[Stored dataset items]
----------------------------------------

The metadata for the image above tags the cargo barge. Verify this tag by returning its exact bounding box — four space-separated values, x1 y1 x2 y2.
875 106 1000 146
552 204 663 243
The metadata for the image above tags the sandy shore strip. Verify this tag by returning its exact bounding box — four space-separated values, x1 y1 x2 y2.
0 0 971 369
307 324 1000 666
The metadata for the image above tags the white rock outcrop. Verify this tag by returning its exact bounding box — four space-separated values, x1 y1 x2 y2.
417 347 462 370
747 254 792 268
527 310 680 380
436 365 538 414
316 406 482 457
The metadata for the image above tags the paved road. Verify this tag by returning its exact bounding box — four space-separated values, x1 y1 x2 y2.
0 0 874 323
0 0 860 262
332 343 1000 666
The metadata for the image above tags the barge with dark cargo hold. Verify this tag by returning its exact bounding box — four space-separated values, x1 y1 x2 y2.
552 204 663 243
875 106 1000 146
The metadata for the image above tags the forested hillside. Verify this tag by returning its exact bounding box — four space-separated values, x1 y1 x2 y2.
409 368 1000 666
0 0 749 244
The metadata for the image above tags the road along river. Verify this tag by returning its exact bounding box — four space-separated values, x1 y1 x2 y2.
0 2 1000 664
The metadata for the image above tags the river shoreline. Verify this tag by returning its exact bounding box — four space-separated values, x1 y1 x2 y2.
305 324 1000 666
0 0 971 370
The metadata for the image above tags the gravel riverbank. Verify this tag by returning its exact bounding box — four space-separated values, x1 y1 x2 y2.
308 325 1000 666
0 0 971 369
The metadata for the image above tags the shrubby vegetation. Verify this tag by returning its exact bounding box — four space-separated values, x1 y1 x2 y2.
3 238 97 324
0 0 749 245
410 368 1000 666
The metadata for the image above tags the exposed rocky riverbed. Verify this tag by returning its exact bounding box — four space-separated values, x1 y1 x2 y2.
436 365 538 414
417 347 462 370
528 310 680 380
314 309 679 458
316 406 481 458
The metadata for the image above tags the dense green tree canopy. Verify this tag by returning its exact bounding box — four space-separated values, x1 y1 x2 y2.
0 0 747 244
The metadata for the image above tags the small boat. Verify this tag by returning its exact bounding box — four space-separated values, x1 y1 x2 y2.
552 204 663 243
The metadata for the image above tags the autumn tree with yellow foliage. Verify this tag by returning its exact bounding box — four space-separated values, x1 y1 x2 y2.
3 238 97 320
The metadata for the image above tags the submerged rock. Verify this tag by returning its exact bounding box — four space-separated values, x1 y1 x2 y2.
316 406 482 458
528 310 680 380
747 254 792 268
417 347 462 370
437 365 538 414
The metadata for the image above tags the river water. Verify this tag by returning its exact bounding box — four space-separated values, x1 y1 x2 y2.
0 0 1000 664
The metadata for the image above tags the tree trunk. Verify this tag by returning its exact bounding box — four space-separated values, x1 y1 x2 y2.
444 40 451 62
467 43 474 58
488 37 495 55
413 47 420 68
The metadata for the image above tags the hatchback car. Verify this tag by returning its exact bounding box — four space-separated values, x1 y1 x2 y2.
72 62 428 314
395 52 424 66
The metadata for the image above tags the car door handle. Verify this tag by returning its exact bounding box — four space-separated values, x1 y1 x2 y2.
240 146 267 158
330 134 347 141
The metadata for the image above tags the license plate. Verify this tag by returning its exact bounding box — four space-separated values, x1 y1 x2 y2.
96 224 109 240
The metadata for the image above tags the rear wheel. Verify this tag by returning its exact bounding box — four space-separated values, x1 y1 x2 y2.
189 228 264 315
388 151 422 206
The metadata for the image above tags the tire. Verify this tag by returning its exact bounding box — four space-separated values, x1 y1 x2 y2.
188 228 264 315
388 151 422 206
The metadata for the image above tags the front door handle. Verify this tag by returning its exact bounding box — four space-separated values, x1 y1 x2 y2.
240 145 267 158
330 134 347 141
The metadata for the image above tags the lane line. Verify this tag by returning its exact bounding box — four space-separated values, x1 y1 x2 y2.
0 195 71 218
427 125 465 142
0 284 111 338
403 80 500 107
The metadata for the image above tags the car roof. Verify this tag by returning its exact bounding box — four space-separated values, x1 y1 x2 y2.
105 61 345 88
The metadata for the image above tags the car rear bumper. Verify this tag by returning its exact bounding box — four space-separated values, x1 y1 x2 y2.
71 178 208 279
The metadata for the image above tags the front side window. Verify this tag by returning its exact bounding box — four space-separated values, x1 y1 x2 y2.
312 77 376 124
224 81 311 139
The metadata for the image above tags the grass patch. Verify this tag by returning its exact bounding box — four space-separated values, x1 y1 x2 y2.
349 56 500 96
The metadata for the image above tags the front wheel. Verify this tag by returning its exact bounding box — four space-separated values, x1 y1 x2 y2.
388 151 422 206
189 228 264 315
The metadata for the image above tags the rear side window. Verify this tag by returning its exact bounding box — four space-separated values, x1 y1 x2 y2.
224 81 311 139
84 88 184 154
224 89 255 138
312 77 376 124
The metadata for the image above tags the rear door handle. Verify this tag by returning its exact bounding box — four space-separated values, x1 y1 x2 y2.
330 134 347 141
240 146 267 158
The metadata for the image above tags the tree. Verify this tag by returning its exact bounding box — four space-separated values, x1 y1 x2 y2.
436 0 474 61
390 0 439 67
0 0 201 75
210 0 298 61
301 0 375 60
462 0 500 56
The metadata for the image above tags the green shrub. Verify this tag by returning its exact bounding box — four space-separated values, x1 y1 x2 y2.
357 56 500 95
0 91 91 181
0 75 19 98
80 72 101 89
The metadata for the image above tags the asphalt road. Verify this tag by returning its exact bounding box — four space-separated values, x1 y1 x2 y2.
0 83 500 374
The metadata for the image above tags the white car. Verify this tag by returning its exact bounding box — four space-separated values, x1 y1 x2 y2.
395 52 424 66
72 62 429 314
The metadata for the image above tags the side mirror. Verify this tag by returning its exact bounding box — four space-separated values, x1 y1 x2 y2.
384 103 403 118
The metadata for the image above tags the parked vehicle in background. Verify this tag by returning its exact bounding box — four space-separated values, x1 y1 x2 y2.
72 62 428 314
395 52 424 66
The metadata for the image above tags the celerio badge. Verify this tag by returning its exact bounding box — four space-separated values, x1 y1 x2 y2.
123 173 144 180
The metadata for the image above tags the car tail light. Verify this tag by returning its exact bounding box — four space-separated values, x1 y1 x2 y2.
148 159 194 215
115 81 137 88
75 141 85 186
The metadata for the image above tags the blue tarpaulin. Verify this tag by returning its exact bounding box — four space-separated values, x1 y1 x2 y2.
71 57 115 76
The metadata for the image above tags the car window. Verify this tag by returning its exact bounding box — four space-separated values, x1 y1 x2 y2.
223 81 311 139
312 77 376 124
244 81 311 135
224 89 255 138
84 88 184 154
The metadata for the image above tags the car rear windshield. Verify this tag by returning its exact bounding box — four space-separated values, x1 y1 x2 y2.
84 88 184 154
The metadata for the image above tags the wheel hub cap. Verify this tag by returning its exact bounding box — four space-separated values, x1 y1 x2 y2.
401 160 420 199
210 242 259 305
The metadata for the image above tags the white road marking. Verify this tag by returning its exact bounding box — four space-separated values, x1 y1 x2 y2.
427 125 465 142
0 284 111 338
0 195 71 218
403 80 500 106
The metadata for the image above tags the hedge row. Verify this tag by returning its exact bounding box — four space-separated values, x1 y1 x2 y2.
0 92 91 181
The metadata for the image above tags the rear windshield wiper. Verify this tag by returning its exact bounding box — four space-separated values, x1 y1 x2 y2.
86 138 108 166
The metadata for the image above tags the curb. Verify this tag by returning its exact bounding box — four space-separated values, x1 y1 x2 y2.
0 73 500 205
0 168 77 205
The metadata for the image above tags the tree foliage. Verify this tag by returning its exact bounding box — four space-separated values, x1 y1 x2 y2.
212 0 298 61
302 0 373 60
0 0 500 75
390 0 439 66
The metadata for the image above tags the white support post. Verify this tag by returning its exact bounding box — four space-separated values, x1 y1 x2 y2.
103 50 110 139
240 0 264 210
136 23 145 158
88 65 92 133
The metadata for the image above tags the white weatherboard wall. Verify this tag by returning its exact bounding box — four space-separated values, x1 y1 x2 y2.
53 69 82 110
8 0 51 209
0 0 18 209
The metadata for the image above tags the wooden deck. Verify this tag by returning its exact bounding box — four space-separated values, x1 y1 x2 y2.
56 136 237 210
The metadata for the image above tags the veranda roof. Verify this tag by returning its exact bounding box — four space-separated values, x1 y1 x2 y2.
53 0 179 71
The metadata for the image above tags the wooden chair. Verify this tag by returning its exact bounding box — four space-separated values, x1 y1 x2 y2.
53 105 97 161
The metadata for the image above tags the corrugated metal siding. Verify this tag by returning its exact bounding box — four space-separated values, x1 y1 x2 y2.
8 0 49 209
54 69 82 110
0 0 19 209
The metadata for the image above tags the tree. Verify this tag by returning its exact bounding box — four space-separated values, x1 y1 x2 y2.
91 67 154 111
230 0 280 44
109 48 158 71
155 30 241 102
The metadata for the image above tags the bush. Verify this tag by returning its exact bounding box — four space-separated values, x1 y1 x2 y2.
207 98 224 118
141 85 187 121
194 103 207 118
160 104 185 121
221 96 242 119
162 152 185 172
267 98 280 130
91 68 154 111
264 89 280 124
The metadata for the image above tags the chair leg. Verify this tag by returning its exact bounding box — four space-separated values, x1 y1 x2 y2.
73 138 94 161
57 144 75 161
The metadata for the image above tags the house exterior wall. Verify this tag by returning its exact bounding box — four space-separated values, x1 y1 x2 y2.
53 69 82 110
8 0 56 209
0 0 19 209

----------------------------------------

# OBJECTIVE:
Update the records from the line containing "The metadata for the image above tags the house" through the end by replacing "exterior wall" with "outer wall" and leaving everything else unchanged.

# ANSWER FOR THE TASK:
The metadata for the image above tags the house outer wall. Verify this tag by returning its exact bounding box — four space-separated values, x1 y1 x2 y2.
53 69 82 110
8 0 56 209
0 0 19 209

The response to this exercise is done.